### Prompt:
Leave the pictures out, and print everything else in the records exactly.

● ● ●

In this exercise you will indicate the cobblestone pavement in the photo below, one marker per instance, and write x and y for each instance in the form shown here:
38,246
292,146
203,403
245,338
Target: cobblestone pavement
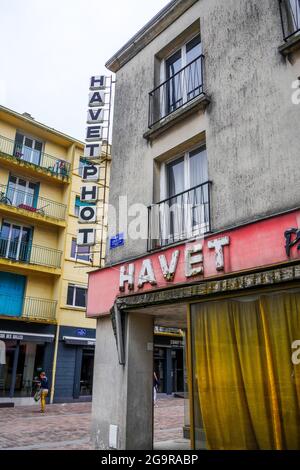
67,426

● ● ●

### Response area:
In this exercise you will indicate the cobblestone pavement in the photo below, one marker per instance, and write x and y for each instance in the form shown here:
38,246
292,146
203,403
245,338
Target: cobblestone pavement
67,426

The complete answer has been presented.